§ Problem details
Output every record below precisely as it is written.

§ Source material
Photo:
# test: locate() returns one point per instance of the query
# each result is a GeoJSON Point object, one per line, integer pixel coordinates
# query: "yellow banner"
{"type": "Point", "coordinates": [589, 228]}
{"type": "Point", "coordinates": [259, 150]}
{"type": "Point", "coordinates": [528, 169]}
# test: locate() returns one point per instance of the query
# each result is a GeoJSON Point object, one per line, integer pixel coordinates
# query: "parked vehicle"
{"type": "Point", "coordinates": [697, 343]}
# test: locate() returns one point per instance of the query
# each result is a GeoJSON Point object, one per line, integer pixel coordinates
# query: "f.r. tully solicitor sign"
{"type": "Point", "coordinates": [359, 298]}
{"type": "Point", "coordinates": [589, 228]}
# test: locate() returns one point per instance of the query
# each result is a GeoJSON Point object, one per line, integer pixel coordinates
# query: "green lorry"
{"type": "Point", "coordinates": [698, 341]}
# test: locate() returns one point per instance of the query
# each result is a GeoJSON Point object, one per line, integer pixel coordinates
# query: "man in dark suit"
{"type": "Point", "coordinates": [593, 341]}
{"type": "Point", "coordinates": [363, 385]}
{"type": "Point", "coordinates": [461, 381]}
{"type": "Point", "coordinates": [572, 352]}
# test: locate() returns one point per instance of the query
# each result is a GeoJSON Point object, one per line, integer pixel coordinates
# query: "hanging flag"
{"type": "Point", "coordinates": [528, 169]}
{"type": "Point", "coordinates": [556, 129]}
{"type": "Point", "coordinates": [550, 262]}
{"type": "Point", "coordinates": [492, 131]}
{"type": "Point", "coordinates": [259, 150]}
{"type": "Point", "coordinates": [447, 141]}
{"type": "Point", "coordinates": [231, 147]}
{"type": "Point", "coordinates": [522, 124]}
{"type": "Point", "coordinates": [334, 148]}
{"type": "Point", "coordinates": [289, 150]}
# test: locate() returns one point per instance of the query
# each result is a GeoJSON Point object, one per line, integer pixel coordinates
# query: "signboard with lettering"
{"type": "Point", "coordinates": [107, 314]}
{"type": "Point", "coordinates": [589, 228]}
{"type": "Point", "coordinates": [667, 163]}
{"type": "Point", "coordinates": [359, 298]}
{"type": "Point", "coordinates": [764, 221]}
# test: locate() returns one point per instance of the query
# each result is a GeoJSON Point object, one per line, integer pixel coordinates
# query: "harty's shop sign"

§ Written answer
Photo:
# test: locate() returns one point per instance of the query
# each result is a GeoJSON Point object, one per line, integer pixel coordinates
# query: "yellow banner"
{"type": "Point", "coordinates": [589, 228]}
{"type": "Point", "coordinates": [259, 150]}
{"type": "Point", "coordinates": [528, 169]}
# test: locate() returns one point per instance of the query
# each result is a GeoJSON Point object, one per line, integer pixel coordinates
# query: "parked vehicle"
{"type": "Point", "coordinates": [697, 343]}
# test: locate() returns one point per instance of the query
# each result is a GeoJSON Point object, one per line, integer pixel coordinates
# query: "f.r. tully solicitor sign"
{"type": "Point", "coordinates": [359, 298]}
{"type": "Point", "coordinates": [589, 228]}
# test: locate() returns one point per instance of the query
# each result is a GeoJSON Point object, one per line, integer pixel coordinates
# query: "green lorry"
{"type": "Point", "coordinates": [698, 341]}
# test: locate() returns one point per instance of the query
# each result is a GeoJSON Point object, one per line, integer pixel coordinates
# query: "man in dark suit"
{"type": "Point", "coordinates": [593, 341]}
{"type": "Point", "coordinates": [363, 385]}
{"type": "Point", "coordinates": [461, 381]}
{"type": "Point", "coordinates": [572, 352]}
# test: locate() returns one point per instance of the query
# each result is a GeoJSON Point object, one per line, integer pixel coordinates
# query: "hanging flag"
{"type": "Point", "coordinates": [528, 169]}
{"type": "Point", "coordinates": [556, 129]}
{"type": "Point", "coordinates": [550, 262]}
{"type": "Point", "coordinates": [492, 131]}
{"type": "Point", "coordinates": [259, 150]}
{"type": "Point", "coordinates": [447, 141]}
{"type": "Point", "coordinates": [231, 147]}
{"type": "Point", "coordinates": [522, 124]}
{"type": "Point", "coordinates": [334, 148]}
{"type": "Point", "coordinates": [289, 150]}
# test: locate() returns one point per instance of the query
# each result is a GeoJSON Point object, one per line, integer pixel coordinates
# query: "signboard with lettering"
{"type": "Point", "coordinates": [107, 314]}
{"type": "Point", "coordinates": [589, 228]}
{"type": "Point", "coordinates": [667, 163]}
{"type": "Point", "coordinates": [359, 298]}
{"type": "Point", "coordinates": [764, 221]}
# test: locate() returns one point per instance of the query
# each result is a GeoJSON Point object, one per line, integer pixel coordinates
# query: "harty's shop sign"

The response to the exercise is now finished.